▸ **Detection examples**
=-=-=

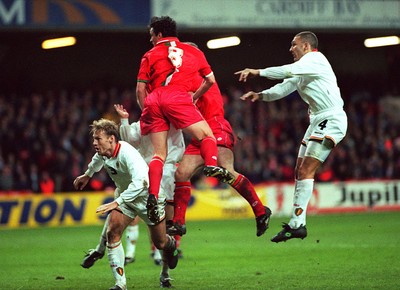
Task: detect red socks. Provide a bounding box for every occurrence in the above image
[200,136,218,166]
[174,181,192,225]
[149,156,164,199]
[232,174,265,217]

=-=-=

▸ **What you should do**
Copy all of the entries verbatim, leaving out any pictures they contain.

▸ **Response**
Task: detect red socks. Provide a bounding box for every occurrence in the above image
[200,136,218,166]
[174,181,192,225]
[149,156,164,199]
[232,174,265,217]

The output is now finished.